--- Text shown Enclosed Below ---

Because the time it takes to build a defensible view is the real constraint, not the negotiation itself. When information is scattered across disconnected sources, the assembly process consumes days to weeks of senior time. By the time the landscape is complete, a competing team operating on a faster system has already reached conviction and moved on the asset.
What is the BD&L assembly problem?
The assembly problem refers to the structural burden of gathering and reconciling information before any BD&L analysis can begin. Trials sit in one subscription, deal comparables in another, the patent estate in a third. No single source is complete, and they frequently contradict each other. The result is that skilled analysts spend their time on data reconciliation rather than the judgment the team is actually paid for.
How does agentic intelligence change the BD&L deal cycle?
Agentic systems can follow a defined methodology, resolve data across sources, and produce fully cited output, reducing a competitive landscape from days to hours. Ferma's own testing compressed a drug-asset landscape from approximately two and a half analyst-days to roughly three hours, in line with independent academic corroboration. The assembly that used to be mandatory becomes optional.

--- End of Enclosed Text shown ---

Work instruction 1
Rewrite the BD&L passage, everything from "Because the time" down to "BD&L assembly problem?", replacing "competing team" with "rival team".
Work instruction 2
In the BD&L passage, how long did Ferma's own testing take to produce a drug-asset landscape?
Work instruction 3
Pick up the BD&L passage after its final sentence and carry it forward.

--- Given material Enclosed Below ---

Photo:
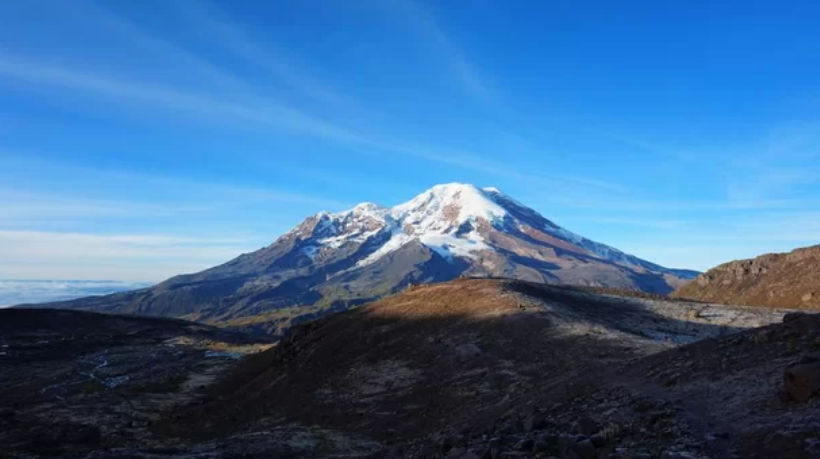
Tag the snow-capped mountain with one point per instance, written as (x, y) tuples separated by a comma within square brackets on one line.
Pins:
[(333, 260)]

--- End of Enclosed Given material ---

Answer 1
Because the time it takes to build a defensible view is the real constraint, not the negotiation itself. When information is scattered across disconnected sources, the assembly process consumes days to weeks of senior time. By the time the landscape is complete, a rival team operating on a faster system has already reached conviction and moved on the asset.
What is the BD&L assembly problem?

Answer 2
Roughly three hours, down from approximately two and a half analyst-days.

Answer 3
What is at stake in the 2025 to 2030 patent cliff for BD&L teams?
More than $300 billion in annual revenue loses patent exclusivity between 2025 and 2030, and since 2018, more than 70 percent of new-drug revenue has come from assets sourced externally. The external assets a team fails to reach in time are the ones most likely to replace what goes off-patent. Speed of conviction is no longer a competitive advantage; it is a baseline requirement.
Why does the China pipeline matter for life sciences BD&L?
China now represents 28 percent of the innovative drugs large pharma in-licensed in 2024, and its share of global out-licensing value climbed from 21 percent in 2023 and 2024 to 32 percent by Q1 2025. Yet the pipeline sits behind a firewall and in native-language filings that most standard tools cannot read, creating a structural blind spot for teams relying on Western-centric data subscriptions.